[Pointing dataset excerpts]

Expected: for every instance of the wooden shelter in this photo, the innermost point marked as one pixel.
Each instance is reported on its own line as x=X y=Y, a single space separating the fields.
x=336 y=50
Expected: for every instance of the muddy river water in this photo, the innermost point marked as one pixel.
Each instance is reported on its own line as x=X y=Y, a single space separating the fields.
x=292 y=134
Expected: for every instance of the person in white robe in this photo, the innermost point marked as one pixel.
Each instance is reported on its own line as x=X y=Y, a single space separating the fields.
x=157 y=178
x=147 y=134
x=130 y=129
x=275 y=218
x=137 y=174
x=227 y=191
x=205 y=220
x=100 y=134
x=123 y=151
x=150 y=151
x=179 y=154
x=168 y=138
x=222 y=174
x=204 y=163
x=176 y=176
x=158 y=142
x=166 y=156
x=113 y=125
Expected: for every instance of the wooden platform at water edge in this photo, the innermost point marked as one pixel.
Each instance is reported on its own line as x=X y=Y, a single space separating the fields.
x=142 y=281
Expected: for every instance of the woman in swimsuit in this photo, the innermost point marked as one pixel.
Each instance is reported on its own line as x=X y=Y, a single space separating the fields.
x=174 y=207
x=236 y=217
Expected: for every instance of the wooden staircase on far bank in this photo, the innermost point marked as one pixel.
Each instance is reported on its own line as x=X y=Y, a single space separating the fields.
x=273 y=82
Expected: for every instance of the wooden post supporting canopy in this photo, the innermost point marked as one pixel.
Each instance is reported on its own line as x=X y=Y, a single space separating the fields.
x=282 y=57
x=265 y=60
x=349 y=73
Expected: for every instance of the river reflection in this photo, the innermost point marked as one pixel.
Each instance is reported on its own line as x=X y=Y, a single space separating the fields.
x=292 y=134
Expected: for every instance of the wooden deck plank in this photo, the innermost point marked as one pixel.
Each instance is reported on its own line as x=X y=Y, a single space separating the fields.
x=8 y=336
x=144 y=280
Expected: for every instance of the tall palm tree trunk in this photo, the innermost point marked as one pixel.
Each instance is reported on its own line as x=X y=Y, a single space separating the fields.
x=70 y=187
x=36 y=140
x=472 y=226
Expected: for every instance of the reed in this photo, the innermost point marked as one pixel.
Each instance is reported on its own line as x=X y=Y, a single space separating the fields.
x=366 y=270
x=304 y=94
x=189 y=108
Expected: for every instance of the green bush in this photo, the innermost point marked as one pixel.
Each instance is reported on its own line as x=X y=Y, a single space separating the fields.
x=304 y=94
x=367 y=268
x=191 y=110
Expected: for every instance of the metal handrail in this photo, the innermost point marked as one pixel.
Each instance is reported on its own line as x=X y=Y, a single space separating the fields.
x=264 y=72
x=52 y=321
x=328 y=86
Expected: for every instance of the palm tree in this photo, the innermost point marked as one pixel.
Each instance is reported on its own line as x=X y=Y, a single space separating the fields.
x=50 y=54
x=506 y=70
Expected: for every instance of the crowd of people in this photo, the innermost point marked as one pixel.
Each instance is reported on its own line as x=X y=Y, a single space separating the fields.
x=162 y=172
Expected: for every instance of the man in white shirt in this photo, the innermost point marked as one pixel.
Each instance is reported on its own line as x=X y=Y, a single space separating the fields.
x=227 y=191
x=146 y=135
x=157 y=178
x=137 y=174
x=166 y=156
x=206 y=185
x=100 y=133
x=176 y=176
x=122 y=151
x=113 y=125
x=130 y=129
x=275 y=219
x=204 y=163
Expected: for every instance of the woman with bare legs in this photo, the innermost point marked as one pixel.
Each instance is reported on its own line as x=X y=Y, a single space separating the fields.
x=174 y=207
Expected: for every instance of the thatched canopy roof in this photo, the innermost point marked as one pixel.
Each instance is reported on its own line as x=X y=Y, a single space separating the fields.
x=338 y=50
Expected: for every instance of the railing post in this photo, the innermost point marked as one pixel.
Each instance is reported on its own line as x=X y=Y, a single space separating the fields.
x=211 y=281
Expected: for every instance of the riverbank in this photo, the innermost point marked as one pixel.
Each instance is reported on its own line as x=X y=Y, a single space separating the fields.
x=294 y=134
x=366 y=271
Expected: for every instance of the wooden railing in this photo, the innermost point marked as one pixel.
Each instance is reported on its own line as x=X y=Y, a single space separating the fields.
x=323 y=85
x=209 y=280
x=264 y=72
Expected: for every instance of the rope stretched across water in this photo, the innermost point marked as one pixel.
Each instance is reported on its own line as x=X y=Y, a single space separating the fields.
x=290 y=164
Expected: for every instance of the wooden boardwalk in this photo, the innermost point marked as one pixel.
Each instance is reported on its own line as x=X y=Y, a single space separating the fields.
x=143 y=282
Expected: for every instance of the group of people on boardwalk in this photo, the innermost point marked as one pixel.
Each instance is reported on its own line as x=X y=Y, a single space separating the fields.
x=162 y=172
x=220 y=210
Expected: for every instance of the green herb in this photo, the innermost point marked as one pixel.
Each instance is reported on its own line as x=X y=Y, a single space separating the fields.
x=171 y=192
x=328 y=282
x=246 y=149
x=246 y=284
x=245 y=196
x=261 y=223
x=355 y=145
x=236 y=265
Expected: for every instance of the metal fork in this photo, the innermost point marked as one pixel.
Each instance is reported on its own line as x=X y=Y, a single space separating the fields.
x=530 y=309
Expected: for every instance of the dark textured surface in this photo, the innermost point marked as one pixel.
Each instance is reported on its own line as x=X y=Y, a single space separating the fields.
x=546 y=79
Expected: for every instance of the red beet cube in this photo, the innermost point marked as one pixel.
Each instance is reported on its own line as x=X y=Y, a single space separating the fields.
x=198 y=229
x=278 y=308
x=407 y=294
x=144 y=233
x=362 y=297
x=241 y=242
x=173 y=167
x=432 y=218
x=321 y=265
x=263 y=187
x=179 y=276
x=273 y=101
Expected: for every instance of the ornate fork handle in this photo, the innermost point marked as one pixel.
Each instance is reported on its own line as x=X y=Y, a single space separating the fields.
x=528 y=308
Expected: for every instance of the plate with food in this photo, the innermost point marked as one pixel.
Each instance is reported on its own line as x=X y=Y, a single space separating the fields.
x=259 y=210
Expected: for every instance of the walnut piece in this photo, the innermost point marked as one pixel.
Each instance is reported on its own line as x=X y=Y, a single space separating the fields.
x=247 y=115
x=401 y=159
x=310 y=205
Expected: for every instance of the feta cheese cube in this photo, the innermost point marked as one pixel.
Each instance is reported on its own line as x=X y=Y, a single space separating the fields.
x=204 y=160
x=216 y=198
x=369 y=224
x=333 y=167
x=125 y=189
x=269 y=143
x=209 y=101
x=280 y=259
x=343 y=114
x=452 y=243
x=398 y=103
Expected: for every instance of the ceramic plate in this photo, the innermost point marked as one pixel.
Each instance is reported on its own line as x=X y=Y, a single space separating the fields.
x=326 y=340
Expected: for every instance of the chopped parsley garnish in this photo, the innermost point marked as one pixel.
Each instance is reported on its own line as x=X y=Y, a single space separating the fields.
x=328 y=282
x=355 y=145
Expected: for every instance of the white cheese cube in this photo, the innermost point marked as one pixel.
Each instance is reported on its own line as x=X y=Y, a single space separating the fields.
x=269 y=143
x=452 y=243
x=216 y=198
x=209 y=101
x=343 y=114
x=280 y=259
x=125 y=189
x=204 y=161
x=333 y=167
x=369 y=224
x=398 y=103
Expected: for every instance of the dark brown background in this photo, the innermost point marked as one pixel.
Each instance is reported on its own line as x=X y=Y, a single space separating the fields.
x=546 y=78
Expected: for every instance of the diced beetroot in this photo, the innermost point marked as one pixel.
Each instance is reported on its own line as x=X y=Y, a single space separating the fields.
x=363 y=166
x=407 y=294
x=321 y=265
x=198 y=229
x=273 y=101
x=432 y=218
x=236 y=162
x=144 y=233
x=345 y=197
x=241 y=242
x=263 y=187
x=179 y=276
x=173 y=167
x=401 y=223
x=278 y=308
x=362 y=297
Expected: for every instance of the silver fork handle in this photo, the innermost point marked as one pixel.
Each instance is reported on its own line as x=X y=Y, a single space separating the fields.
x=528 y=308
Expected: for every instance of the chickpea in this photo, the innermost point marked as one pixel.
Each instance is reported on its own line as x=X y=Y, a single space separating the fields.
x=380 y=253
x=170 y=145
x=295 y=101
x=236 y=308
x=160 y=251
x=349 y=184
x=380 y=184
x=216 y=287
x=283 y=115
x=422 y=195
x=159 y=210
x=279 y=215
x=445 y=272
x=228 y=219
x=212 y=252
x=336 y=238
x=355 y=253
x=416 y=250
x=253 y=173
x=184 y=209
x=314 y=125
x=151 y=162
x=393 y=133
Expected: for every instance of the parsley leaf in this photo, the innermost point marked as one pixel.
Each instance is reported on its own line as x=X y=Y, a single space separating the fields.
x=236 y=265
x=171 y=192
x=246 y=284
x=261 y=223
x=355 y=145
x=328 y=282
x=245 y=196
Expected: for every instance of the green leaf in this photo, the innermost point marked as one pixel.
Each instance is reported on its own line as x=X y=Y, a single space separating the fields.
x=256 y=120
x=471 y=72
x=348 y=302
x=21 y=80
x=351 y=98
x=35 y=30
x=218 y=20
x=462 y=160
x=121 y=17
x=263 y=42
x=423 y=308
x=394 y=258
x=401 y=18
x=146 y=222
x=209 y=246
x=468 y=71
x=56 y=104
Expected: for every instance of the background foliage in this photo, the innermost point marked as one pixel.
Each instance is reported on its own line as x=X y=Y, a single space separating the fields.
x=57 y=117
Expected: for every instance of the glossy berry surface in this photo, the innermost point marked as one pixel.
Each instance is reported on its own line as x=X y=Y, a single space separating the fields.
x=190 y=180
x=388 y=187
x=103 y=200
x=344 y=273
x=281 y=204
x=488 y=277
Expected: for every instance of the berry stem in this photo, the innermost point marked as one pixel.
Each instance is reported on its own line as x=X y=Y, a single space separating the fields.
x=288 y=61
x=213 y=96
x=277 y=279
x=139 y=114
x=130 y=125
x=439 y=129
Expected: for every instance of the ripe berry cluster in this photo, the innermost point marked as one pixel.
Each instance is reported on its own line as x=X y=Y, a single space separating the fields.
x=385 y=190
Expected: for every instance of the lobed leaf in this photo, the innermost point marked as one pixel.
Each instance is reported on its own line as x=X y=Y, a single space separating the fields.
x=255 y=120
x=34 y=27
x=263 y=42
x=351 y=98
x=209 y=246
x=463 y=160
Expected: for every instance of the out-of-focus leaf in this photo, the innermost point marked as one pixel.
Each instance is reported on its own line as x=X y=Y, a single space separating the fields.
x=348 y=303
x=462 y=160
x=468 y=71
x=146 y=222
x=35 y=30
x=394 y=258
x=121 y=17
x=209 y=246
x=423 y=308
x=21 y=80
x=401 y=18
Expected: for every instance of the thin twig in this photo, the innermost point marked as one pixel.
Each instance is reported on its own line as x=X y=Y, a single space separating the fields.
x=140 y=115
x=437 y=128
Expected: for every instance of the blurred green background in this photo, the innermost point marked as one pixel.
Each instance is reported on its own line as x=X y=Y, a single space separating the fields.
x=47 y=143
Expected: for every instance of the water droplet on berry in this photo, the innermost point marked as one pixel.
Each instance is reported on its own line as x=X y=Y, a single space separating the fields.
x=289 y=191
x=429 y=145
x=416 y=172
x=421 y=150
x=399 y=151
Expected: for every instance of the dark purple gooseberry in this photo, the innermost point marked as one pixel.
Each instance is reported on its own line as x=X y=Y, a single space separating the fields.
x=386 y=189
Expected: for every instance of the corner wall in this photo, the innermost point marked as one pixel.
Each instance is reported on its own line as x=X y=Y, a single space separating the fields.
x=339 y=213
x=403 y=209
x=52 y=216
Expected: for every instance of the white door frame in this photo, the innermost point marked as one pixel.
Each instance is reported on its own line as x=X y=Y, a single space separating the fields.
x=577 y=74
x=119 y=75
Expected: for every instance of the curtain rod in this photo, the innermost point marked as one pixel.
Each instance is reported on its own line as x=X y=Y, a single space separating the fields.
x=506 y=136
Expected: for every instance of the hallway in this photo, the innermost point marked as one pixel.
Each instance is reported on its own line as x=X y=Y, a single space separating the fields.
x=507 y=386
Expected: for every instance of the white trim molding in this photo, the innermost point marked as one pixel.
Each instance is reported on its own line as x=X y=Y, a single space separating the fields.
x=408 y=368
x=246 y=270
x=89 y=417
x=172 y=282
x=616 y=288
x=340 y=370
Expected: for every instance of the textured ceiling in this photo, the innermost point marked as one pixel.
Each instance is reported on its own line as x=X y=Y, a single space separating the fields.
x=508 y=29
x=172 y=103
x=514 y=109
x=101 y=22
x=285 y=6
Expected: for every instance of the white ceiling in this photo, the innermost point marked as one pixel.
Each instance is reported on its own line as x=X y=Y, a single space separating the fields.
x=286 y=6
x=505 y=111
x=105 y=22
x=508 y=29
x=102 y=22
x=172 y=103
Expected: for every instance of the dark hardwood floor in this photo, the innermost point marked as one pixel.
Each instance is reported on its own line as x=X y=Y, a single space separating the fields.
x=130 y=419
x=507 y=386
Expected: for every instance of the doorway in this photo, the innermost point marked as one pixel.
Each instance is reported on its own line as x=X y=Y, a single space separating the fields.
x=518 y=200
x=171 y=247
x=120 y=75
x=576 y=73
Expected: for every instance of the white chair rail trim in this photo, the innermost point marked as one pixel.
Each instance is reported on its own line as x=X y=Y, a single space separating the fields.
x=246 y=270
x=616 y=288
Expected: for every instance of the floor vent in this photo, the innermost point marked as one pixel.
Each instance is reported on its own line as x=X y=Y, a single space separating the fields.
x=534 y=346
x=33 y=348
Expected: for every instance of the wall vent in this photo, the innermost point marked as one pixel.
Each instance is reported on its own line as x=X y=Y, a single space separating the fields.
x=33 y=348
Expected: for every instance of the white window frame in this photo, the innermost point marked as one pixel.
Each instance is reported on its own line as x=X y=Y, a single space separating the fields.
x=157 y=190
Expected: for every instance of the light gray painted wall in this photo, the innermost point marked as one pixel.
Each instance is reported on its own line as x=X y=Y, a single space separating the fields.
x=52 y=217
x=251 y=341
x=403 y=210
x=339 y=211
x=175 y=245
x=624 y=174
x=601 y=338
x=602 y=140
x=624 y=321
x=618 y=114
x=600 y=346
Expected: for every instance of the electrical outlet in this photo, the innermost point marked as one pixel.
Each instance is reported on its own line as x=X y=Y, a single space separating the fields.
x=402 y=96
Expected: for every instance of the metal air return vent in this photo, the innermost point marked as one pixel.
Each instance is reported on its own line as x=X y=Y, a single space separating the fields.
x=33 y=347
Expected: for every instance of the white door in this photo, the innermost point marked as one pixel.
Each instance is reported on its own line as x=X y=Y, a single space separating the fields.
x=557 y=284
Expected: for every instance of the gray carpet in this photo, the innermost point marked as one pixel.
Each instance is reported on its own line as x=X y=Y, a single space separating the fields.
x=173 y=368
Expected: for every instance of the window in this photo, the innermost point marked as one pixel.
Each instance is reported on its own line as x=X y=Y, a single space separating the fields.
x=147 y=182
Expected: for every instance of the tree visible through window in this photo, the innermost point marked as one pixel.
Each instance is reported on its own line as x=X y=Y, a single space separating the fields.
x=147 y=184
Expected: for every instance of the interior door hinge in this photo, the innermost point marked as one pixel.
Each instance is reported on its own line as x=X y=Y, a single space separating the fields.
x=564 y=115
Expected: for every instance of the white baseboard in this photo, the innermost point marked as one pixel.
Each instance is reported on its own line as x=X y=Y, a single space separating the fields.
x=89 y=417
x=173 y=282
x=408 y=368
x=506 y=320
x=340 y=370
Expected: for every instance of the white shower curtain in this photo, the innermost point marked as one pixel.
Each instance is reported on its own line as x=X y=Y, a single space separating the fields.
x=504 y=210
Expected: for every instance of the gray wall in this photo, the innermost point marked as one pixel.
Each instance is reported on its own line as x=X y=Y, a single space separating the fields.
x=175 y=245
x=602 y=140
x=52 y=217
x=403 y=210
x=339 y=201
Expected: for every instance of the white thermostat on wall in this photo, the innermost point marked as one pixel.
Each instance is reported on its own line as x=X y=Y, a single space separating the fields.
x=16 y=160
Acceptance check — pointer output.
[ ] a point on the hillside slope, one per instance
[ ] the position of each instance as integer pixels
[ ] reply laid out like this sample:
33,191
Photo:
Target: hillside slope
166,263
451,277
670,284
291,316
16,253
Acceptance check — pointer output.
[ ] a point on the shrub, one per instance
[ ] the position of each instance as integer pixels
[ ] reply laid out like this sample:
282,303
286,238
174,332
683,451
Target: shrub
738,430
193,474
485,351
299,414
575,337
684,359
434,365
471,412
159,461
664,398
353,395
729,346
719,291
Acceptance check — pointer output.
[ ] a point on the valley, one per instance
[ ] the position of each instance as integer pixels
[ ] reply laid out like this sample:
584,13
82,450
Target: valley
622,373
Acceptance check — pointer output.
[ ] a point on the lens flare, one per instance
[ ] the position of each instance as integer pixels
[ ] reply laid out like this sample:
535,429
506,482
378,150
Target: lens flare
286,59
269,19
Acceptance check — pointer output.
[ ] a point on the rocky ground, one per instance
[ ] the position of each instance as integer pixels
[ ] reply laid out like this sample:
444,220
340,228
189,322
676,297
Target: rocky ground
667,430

**What the task asks**
Reproduce the records between the lines holding "Expected: for every instance of the wooden deck" and "x=472 y=226", inclusive, with the requests kept as they are. Offset every coordinate in the answers by -37.

**The response**
Expected: for every instance of the wooden deck plank in this photo, the innermost point marked as one pixel.
Each instance is reported on its own line as x=X y=Y, a single space separating the fields.
x=-29 y=299
x=107 y=243
Expected: for every instance of the tall palm tree trunk in this photo, the innermost point marked as one pixel.
Each instance is reported on its own line as x=X y=Y, a single space separating the fields.
x=33 y=150
x=-1 y=103
x=435 y=189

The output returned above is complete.